[EXERCISE DETAILS] Copy the entries below verbatim, starting with the line that contains "The response SHOULD carry one point per instance of the etagi" and continuing through the final line of the entries.

[Extracted data entries]
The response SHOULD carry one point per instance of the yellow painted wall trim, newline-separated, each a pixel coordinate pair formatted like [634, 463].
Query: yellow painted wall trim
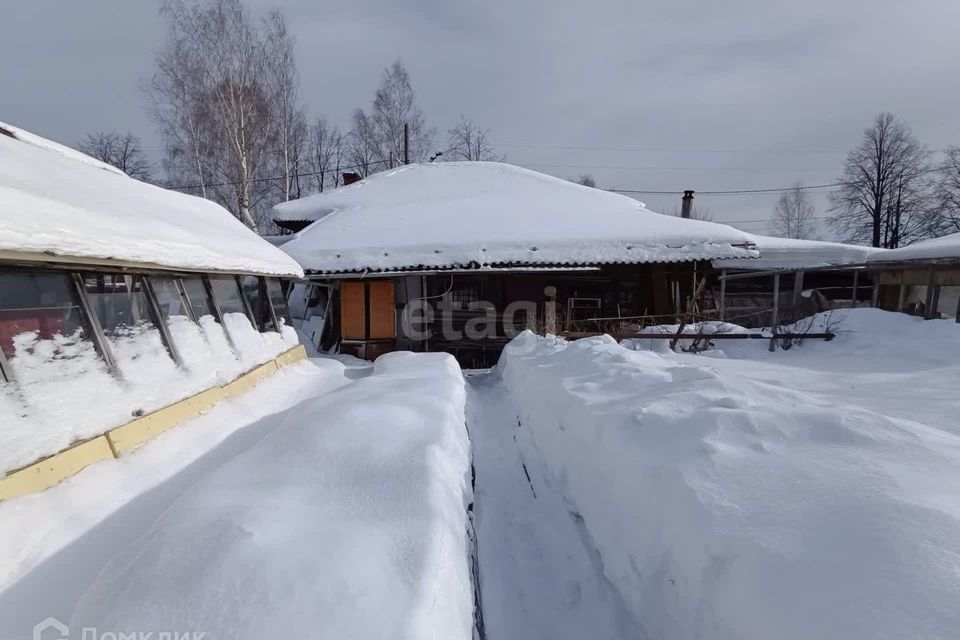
[52, 470]
[124, 439]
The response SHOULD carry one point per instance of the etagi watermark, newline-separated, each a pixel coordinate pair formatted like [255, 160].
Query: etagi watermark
[419, 317]
[53, 629]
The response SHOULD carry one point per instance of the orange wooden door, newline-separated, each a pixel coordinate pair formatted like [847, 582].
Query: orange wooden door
[383, 310]
[353, 311]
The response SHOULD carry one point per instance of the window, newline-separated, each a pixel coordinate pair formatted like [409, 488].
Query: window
[120, 303]
[253, 289]
[278, 299]
[41, 319]
[169, 299]
[197, 296]
[227, 293]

[ANSWER BELOW]
The response SHOULD carry one point per instance of the etagi watermark, newline-separated, each a pixel coordinate pair formatted like [255, 160].
Query: etagi watermark
[419, 317]
[53, 629]
The response SHOULD carry one point per instance of the orange wooden door, newline-separated, each a pixel coordinate pair formatted like [847, 582].
Query: orange wooden door
[383, 310]
[353, 311]
The response SHOULD carry one point per instance of the window, newline-separated, each a pixel coordinate pair formatted like [409, 488].
Query: window
[120, 303]
[253, 289]
[278, 299]
[41, 319]
[169, 299]
[197, 296]
[227, 293]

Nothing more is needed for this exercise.